2010-05-31 Thread Nikhil Agarwal
This problem is like 2 processor job scheduling problem ,We may get an
optimal solution for different instances using different algorithm apart
from brute force.Whereas Brute force covers all possible subsets but may
take years to complete if N is large.

above algo fails in the following example.

Eg. 2 2 2 3 3

above algo gives:
T1: 2 2 3 =7
T2: 2 3 =5

But closest distribution is
T1=2 2 2=6
T2 3 3=6


On Mon, May 31, 2010 at 6:24 AM, sharad kumar aryansmit3...@gmail.comwrote:

 @abhishek:i meant after sorting split the array into 2 part each  with
 equal sum

 On Sun, May 30, 2010 at 11:45 PM, Abhishek Sharma 
 jkabhishe...@gmail.comwrote:

 @sharad: if you find the subarrays of equal sum then the number of players
 might differ in the team... also can you tell me how will you do
 that..according to me time cmoplexity will be higher..

Records shown >>

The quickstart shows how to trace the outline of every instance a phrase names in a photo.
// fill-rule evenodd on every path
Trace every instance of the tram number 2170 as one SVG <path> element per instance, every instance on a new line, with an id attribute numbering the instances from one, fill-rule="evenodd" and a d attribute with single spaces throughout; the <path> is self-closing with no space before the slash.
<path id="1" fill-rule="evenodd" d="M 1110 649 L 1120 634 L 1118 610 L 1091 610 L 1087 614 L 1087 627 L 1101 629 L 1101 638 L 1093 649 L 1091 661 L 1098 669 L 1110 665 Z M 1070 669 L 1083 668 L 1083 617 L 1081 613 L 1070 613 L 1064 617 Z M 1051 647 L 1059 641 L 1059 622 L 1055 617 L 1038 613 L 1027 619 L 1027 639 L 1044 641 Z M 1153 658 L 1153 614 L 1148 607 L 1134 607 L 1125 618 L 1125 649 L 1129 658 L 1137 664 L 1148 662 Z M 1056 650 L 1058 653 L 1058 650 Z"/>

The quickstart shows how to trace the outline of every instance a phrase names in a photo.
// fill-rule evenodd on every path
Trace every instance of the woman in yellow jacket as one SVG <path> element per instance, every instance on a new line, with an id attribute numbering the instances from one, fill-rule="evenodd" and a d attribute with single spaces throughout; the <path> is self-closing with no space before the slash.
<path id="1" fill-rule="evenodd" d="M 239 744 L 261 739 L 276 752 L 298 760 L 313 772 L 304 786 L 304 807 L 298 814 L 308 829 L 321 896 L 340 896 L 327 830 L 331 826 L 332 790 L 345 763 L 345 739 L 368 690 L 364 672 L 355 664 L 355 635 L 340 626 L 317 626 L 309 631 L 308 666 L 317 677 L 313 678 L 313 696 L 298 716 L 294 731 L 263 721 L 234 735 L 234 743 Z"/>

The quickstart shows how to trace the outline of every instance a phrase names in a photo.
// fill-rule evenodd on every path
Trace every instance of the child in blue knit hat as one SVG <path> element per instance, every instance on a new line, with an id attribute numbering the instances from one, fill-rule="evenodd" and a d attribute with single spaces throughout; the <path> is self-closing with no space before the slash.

What the task requires >>
Continue the team-splitting discussion thread from its final sentence, before the entries.

Final answer >>
 According to me:
 sort the palyers based on skill points (O(nlogn) --mergesort) then assign
 the players one by one to each team (O(n))

 Ex: Consider 10 players to be assigned to two teams.
skill points: 12, 12, 7, 8, 15, 19, 11, 14, 5, 10.

 Ans:
 after sorting: 5, 7, 8, 10, 11, 12, 12, 14, 15, 19.
 Team1: 5, 8, 12, 14, 19
 Team2: 7, 11,12,15.

 This is not exactly even but i think is the closest approach.
 correct me if I am wrong..

 Regards,
 Abhishek

 On Sun, May 30, 2010 at 8:21 PM, sharad kumar aryansmit3...@gmail.comwrote:

 sort the players based on skill point and get the subarray of equal
 sum..


 On Sun, May 30, 2010 at 6:58 PM, Veer Sharma 
 thisisv...@rediffmail.comwrote:

 Hi Friends,

 This is my first post to this forum. A Hi to all of you and here is
 my first problem...

 Giiven int n, the total number of players and their skill-point.
 Distribute the players on 2 evenly balanced teams.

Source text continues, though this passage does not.